Task brief
Starting at the line that holds "woman's face in this photo.", copy every line exactly through the end of the data, and no others.

*** Records for the exercise ***

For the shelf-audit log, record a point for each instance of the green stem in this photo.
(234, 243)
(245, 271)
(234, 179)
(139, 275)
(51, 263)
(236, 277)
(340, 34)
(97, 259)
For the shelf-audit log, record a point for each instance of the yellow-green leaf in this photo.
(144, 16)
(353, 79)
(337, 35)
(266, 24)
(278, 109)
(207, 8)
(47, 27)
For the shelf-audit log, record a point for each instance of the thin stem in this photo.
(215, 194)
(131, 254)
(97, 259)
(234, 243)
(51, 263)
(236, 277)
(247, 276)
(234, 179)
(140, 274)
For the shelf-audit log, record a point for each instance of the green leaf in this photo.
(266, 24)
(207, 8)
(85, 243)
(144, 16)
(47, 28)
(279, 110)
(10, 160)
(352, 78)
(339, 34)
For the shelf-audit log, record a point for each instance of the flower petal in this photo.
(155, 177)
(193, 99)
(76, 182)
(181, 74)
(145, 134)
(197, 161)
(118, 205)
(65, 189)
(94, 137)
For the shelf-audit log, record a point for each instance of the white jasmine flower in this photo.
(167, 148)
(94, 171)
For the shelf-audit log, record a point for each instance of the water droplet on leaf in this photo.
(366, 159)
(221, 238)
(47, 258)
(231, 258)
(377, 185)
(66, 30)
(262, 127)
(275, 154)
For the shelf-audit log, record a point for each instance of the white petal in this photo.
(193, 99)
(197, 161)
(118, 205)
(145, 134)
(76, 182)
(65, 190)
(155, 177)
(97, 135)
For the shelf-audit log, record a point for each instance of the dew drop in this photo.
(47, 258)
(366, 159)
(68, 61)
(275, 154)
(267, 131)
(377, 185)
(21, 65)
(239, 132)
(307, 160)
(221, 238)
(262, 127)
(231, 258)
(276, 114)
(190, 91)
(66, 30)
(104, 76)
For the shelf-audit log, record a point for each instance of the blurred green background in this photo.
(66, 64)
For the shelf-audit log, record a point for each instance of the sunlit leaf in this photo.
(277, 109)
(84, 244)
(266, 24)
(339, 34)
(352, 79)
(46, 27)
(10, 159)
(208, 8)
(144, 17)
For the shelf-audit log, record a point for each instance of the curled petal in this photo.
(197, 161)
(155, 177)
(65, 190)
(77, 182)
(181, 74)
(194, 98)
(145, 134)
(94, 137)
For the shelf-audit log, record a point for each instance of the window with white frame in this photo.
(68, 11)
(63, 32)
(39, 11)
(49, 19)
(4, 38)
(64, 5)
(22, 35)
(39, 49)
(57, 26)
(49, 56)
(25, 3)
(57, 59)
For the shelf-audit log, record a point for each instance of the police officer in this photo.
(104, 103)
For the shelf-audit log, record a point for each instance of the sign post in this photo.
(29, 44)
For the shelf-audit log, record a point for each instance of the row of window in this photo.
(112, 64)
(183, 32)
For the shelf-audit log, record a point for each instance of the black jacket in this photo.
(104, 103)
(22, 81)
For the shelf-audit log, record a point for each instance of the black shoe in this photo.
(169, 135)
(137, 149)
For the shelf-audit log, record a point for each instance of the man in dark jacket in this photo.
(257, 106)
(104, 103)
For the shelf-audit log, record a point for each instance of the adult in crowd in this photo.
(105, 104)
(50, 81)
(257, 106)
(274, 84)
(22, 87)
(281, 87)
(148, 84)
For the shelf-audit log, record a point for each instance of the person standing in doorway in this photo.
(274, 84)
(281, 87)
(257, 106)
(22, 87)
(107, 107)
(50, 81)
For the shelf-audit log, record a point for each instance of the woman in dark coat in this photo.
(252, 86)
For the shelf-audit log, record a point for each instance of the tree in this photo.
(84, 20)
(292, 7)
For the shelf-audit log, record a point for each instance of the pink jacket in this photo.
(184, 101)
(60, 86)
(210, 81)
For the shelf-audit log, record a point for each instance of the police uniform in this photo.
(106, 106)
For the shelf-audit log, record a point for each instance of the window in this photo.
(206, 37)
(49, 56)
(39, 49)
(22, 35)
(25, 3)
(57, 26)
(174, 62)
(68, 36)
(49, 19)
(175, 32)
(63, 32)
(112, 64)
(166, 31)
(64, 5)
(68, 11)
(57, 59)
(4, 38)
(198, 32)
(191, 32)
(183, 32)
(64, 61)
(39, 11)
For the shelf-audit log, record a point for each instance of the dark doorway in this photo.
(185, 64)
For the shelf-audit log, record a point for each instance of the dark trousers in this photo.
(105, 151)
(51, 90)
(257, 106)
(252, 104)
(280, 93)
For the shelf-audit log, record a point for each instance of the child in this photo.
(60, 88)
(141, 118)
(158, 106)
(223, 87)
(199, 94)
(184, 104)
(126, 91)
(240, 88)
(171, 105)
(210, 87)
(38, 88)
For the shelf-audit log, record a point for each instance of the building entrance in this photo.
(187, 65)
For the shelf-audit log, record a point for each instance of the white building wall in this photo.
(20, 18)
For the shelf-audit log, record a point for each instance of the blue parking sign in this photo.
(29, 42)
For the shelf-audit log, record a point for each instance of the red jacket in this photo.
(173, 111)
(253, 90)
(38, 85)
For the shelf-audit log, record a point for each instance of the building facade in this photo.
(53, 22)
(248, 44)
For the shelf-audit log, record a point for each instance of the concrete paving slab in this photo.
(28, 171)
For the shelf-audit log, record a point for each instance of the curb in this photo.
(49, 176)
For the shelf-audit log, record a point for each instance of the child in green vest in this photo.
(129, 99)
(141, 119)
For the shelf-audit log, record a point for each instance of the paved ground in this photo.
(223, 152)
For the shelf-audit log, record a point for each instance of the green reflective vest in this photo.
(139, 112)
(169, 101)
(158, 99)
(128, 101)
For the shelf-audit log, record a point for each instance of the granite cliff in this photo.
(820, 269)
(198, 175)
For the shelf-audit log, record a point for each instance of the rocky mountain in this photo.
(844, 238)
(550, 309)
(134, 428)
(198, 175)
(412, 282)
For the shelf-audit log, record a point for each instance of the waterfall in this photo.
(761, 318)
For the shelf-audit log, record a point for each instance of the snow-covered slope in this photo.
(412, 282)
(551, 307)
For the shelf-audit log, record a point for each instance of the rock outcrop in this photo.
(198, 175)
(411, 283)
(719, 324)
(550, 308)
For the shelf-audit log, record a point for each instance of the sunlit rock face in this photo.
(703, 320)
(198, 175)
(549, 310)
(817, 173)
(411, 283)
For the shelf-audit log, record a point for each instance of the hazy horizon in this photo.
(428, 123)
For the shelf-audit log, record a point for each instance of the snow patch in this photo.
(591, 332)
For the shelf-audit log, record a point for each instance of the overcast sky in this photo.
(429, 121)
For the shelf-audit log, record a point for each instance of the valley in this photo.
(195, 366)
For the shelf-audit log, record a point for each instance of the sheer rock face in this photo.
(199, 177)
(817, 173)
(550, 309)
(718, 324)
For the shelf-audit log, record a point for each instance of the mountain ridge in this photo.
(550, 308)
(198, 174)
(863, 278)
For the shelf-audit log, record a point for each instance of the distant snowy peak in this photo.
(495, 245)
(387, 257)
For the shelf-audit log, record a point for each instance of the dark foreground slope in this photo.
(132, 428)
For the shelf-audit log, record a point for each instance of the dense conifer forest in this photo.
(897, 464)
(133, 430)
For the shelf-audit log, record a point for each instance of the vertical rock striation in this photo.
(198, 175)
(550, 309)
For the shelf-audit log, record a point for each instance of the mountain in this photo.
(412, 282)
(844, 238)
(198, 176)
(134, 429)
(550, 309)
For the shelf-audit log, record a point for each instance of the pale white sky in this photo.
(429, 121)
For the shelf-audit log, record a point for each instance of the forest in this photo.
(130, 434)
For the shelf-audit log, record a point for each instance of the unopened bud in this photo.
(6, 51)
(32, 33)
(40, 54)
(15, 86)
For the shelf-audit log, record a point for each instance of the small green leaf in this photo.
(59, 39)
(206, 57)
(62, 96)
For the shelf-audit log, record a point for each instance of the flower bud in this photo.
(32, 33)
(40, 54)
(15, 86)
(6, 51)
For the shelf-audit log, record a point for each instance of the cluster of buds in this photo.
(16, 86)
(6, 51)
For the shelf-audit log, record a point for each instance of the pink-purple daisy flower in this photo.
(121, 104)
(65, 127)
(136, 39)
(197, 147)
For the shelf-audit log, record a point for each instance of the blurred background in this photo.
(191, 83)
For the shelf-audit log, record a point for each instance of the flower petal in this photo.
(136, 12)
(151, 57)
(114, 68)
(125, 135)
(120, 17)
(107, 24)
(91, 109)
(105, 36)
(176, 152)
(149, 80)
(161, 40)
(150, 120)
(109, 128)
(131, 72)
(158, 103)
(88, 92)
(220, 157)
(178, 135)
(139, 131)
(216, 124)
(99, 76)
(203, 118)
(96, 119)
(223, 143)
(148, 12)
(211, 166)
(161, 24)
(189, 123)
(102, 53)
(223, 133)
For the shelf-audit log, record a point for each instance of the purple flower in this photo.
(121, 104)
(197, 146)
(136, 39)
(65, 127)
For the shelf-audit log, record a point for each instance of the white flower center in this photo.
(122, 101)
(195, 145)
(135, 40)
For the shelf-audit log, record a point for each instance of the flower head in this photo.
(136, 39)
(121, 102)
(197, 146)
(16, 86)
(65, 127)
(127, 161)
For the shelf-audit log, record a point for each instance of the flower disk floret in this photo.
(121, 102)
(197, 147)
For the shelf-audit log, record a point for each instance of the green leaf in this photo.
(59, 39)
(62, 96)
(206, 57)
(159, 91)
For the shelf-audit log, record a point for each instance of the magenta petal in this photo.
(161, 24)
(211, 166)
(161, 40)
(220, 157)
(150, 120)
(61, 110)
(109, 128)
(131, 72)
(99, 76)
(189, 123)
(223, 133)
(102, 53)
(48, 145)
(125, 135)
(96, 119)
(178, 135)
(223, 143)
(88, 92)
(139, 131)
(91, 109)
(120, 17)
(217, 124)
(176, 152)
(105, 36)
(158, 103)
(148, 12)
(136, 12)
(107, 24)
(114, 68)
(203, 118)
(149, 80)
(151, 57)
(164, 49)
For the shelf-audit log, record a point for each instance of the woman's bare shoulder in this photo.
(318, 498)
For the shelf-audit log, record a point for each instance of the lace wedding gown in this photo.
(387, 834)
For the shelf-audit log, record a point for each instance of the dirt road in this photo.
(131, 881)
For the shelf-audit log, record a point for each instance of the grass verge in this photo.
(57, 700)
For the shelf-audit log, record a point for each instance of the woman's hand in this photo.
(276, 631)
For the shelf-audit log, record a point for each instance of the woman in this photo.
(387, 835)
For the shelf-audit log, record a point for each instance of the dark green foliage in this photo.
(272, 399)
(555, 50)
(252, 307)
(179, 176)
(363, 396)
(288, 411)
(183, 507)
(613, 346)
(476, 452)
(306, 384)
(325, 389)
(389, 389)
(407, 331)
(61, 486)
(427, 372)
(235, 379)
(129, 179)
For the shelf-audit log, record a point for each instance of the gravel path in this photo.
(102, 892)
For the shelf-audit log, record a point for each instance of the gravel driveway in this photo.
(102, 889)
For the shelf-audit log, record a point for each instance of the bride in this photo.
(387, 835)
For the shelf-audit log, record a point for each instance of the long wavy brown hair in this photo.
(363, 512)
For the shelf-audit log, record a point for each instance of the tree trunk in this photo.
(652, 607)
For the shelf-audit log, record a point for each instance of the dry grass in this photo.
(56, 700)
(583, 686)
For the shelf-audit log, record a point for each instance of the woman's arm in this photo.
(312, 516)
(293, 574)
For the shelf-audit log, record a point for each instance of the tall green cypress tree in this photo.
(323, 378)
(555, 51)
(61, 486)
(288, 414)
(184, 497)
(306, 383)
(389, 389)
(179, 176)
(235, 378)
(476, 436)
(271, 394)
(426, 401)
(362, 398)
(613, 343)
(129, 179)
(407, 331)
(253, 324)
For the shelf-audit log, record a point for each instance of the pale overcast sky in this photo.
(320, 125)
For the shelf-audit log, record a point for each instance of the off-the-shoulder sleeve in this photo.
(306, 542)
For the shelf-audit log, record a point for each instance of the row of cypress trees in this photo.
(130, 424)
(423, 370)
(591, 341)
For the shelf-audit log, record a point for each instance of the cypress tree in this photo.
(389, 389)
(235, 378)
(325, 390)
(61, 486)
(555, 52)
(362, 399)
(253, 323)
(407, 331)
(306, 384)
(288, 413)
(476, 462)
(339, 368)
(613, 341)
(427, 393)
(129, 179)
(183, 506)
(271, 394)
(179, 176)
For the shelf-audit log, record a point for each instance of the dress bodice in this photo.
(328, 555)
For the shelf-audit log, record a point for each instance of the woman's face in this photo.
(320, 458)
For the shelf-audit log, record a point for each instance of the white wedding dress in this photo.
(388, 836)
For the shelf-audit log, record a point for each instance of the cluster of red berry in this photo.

*** End of Records for the exercise ***

Answer to the exercise
For the shelf-audit log, record a point for each instance of the woman's face in this photo.
(320, 458)
For the shelf-audit log, record a point for each instance of the white wedding dress in this photo.
(388, 836)
For the shelf-audit log, record a point for each instance of the cluster of red berry in this photo.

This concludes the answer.